__EXERCISE PROMPT__.
Could you repeat the Sundown ski thread word for word, starting with "Should be good" and going on through "nice crowd !"?

__DOCUMENT__.
# Sundown Sunday 3-7



## powhunter (Mar 3, 2010)

Looking to be great weather..Hopefully the moguls will have expanded...Gonna do the 12-4 shift


steveo


----------



## Greg (Mar 3, 2010)

Gonna try.


----------



## bvibert (Mar 3, 2010)

Maybe


----------



## MR. evil (Mar 3, 2010)

Count me as a very strong maybe. As long as nothing comes up I am there.


----------



## Trev (Mar 3, 2010)

Was planning to hit it in the afternoon as well.. should see me there.. 1pm ish..


----------



## o3jeff (Mar 3, 2010)

I'm in


----------



## gmcunni (Mar 3, 2010)

will be there in spirit but not with my skis.. elsewhere with kids that day.


----------



## Greg (Mar 4, 2010)

Should be good to go here. Forecast is mostly sunny and 44*F. Sundown spring bumpin' is here! I hope they get the field extended by then.


----------



## Trev (Mar 4, 2010)

Looks like a nice crowd !

Hope we can get some runs in together during the afternoon !


----------



## powhunter (Mar 4, 2010)

Jonnypoach, and I will be there at 1130


----------



## Greg (Mar 4, 2010)

Trev said:


> Hope we can get some runs in together during the afternoon !



Most of us will be easy to find.... :lol:


----------



## o3jeff (Mar 4, 2010)

If they don't get too much further down GB with the bumps it will be easy for us to walk up and probably get 50 runs an hour in!


----------



## Greg (Mar 5, 2010)

I should be there around noon on Sunday. Sunny and 46!  Hopefully they get the seeding down into the steeper section at least. I'll be there with the family tomorrow so I'll scope it out.


----------



## o3jeff (Mar 5, 2010)

I'll be there tomorrow in the morning with the nephew, i'll keep an eye out for you and the girls.


----------



## gmcunni (Mar 5, 2010)

i won't be @ sundown sunday but i was going back thru old TR's to get psyched for some skiing this weekend.  came across this one from just about 1 year ago, hopefully sunday will be a repeat for you guys.

__RECORDED INFORMATION__.
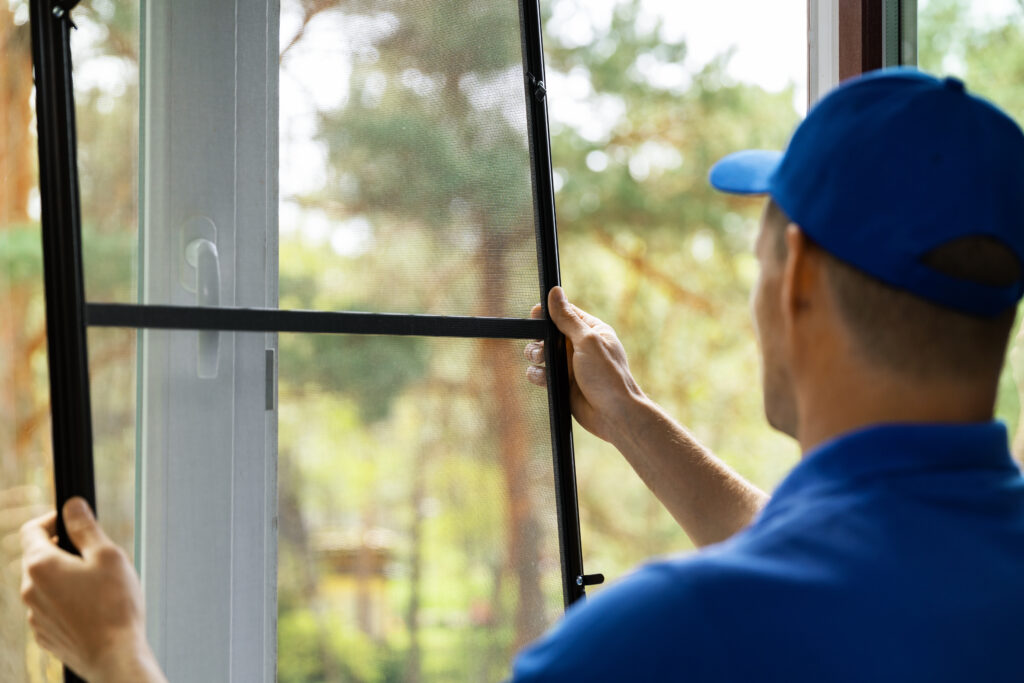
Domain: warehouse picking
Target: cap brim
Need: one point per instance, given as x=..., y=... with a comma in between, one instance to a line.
x=745, y=172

__COMPLETE ANSWER__.
Should be good to go here. Forecast is mostly sunny and 44*F. Sundown spring bumpin' is here! I hope they get the field extended by then.


----------



## Trev (Mar 4, 2010)

Looks like a nice crowd !